*PROBLEM DETAILS*
Reproduce the records below word for word, omitting the pictures from your answer.

● ● ● ● ●

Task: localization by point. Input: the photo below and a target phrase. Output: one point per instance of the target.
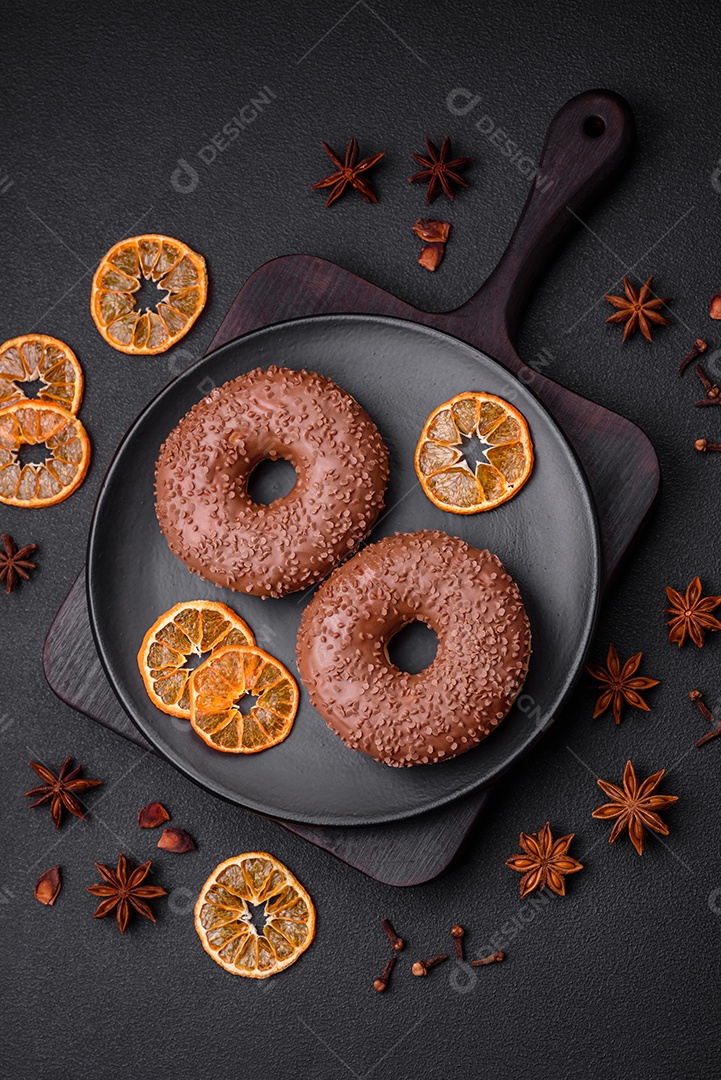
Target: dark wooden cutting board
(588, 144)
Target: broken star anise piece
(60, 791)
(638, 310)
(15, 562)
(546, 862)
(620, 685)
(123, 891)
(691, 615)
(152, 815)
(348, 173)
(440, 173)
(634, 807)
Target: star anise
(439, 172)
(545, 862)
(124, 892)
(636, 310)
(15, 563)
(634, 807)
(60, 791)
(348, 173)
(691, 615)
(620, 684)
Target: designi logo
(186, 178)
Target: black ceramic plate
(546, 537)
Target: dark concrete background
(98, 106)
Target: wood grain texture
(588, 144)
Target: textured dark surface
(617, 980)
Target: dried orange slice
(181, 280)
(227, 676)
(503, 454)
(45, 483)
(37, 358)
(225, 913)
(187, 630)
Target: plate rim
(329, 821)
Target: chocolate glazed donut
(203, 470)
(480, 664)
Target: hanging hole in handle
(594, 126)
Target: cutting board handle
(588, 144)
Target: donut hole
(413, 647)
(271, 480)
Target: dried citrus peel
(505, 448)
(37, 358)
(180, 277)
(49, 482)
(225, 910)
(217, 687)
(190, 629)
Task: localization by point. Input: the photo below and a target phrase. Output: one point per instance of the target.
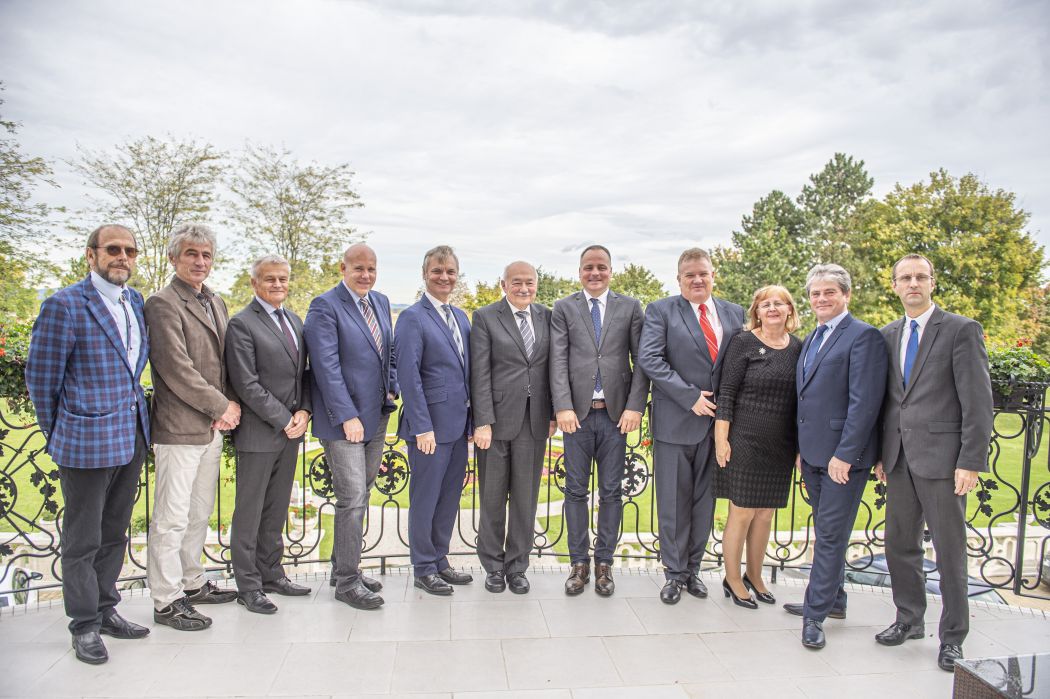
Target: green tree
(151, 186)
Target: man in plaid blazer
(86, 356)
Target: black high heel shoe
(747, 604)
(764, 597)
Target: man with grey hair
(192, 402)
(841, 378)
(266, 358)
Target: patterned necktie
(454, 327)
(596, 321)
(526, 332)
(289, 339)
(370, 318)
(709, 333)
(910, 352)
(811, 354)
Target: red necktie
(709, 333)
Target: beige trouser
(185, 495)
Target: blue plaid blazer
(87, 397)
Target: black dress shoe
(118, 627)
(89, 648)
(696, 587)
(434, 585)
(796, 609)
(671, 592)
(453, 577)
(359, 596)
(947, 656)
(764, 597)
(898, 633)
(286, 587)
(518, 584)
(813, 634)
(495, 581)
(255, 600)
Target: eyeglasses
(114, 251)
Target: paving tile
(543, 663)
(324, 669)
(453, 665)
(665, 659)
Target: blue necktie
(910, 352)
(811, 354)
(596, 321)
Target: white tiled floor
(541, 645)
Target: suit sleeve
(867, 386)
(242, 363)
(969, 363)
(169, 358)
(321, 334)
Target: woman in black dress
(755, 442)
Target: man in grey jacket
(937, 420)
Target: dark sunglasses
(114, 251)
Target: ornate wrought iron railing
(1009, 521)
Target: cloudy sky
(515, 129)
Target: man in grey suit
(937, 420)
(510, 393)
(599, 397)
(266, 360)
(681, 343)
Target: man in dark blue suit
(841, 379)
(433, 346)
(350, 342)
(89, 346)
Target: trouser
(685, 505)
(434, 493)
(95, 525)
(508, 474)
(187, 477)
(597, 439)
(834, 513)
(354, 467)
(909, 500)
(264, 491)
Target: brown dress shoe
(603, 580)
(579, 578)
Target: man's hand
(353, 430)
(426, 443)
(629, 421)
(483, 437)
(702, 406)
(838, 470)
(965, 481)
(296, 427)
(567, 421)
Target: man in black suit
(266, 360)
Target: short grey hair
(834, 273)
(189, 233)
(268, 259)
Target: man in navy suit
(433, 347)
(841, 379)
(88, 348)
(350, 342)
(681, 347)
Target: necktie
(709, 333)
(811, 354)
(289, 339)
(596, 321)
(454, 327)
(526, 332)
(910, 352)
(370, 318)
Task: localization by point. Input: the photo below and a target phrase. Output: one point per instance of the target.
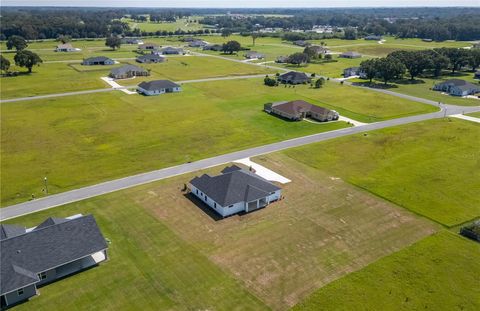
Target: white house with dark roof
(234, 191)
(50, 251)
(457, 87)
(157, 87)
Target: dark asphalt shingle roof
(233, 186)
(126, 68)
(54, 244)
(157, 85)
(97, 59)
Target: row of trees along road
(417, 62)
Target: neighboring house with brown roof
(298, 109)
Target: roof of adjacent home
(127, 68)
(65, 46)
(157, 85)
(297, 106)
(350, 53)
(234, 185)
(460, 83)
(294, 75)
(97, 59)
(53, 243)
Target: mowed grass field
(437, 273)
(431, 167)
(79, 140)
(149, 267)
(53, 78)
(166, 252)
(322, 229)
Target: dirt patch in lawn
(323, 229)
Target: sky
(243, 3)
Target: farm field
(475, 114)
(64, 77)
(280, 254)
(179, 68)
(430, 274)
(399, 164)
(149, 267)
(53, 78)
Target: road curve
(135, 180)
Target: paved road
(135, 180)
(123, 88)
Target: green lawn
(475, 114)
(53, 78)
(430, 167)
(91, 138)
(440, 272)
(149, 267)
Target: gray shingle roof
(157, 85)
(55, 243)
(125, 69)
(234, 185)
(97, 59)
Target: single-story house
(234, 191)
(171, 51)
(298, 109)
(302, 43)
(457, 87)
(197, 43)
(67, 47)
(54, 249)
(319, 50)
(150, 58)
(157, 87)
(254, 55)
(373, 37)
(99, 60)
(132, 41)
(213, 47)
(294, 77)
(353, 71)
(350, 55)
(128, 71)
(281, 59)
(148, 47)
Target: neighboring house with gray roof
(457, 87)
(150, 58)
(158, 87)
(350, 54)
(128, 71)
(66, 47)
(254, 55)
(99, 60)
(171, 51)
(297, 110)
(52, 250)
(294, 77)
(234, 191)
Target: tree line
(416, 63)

● ● ● ● ●

*ANSWER TO THIS EXERCISE*
Task: localization by point. Input: the photo below and a target phrase. Output: one point per instance of the target.
Target: dark wooden cutting board
(588, 144)
Target: broken star anise piece
(60, 791)
(638, 310)
(15, 562)
(546, 862)
(620, 685)
(123, 891)
(691, 615)
(152, 815)
(348, 173)
(440, 173)
(634, 807)
Target: star anise
(439, 172)
(545, 862)
(124, 892)
(636, 310)
(15, 563)
(634, 807)
(60, 791)
(348, 173)
(691, 615)
(620, 684)
Target: designi logo
(186, 178)
Target: black ceramic plate
(546, 537)
Target: dark concrete background
(98, 106)
Target: wood grain texture
(588, 144)
Target: textured dark surface
(617, 980)
Target: dried orange slice
(181, 280)
(227, 676)
(503, 454)
(45, 483)
(37, 358)
(225, 913)
(187, 630)
Target: plate rim
(329, 821)
Target: chocolate glazed donut
(203, 470)
(480, 664)
Target: hanging hole in handle
(594, 126)
Target: cutting board handle
(588, 144)
Target: donut hole
(413, 647)
(271, 480)
Target: dried citrus peel
(505, 448)
(37, 358)
(180, 277)
(49, 482)
(225, 910)
(217, 687)
(190, 629)
Task: localization by point. Input: the photo below and a target phrase. Output: one point per instance of the target.
Target: green tree
(151, 186)
Target: man in plaid blazer
(86, 356)
Target: black high heel shoe
(747, 604)
(764, 597)
Target: man with grey hair
(192, 402)
(841, 378)
(266, 358)
Target: patterned necktie
(454, 327)
(596, 321)
(526, 332)
(289, 339)
(370, 318)
(709, 333)
(910, 352)
(811, 354)
Target: red necktie
(709, 333)
Target: beige trouser
(185, 495)
Target: blue plaid blazer
(87, 397)
Target: black dress shoe
(118, 627)
(89, 648)
(696, 587)
(434, 585)
(796, 609)
(671, 592)
(453, 577)
(359, 596)
(947, 656)
(764, 597)
(898, 633)
(286, 587)
(518, 584)
(813, 634)
(495, 581)
(255, 600)
Target: eyeglasses
(114, 251)
Target: paving tile
(543, 663)
(324, 669)
(453, 665)
(665, 659)
Target: blue necktie
(910, 352)
(811, 354)
(596, 321)
Target: white tiled floor
(541, 645)
Target: suit sleeve
(867, 386)
(242, 363)
(969, 363)
(169, 358)
(321, 334)
Target: woman in black dress
(755, 442)
Target: man in grey jacket
(937, 420)
Target: dark sunglasses
(114, 251)
Target: ornate wrought iron railing
(1009, 521)
Target: cloudy sky
(515, 129)
Target: man in grey suit
(937, 420)
(510, 393)
(599, 397)
(266, 360)
(681, 343)
Target: man in dark blue suit
(841, 379)
(433, 346)
(350, 342)
(89, 346)
Target: trouser
(685, 505)
(434, 493)
(95, 525)
(508, 474)
(187, 477)
(597, 439)
(834, 513)
(354, 467)
(909, 500)
(264, 491)
Target: brown dress shoe
(603, 580)
(579, 578)
Target: man's hand
(353, 430)
(426, 443)
(629, 421)
(483, 437)
(702, 406)
(838, 470)
(965, 481)
(296, 427)
(567, 421)
Target: man in black suit
(266, 360)
Target: short grey hair
(834, 273)
(189, 233)
(268, 259)
Target: man in navy suit
(433, 347)
(841, 379)
(88, 348)
(350, 342)
(681, 347)
Target: necktie
(709, 333)
(811, 354)
(289, 339)
(596, 321)
(454, 327)
(526, 332)
(910, 352)
(370, 318)
Task: localization by point. Input: the photo below and a target phrase. Output: one point per instance of the target.
Target: white house with dark roof
(234, 191)
(50, 251)
(457, 87)
(157, 87)
Target: dark asphalt shingle roof
(233, 186)
(126, 68)
(54, 244)
(157, 85)
(97, 59)
Target: row of trees along road
(417, 62)
Target: neighboring house with brown roof
(298, 109)
Target: roof of adjacent home
(127, 68)
(65, 46)
(157, 85)
(297, 106)
(350, 53)
(234, 185)
(460, 83)
(294, 75)
(97, 59)
(53, 243)
Target: mowed grass field
(437, 273)
(431, 167)
(79, 140)
(149, 267)
(53, 78)
(166, 252)
(322, 229)
Target: dirt patch in lawn
(323, 229)
Target: sky
(243, 3)
Target: farm field
(475, 114)
(64, 77)
(280, 254)
(179, 68)
(430, 274)
(399, 164)
(149, 267)
(53, 78)
Target: road curve
(135, 180)
Target: paved road
(135, 180)
(123, 88)
Target: green lawn
(475, 114)
(53, 78)
(430, 167)
(91, 138)
(440, 272)
(149, 267)
Target: gray shingle roof
(157, 85)
(55, 243)
(125, 69)
(234, 185)
(97, 59)
Target: single-story house
(234, 191)
(171, 51)
(298, 109)
(302, 43)
(457, 87)
(197, 43)
(67, 47)
(54, 249)
(319, 50)
(150, 58)
(157, 87)
(254, 55)
(373, 37)
(99, 60)
(132, 41)
(213, 47)
(294, 77)
(353, 71)
(350, 55)
(128, 71)
(281, 59)
(148, 47)
Target: neighboring house with gray roof
(457, 87)
(150, 58)
(158, 87)
(350, 54)
(128, 71)
(66, 47)
(254, 55)
(99, 60)
(171, 51)
(297, 110)
(52, 250)
(294, 77)
(234, 191)
Target: tree line
(416, 63)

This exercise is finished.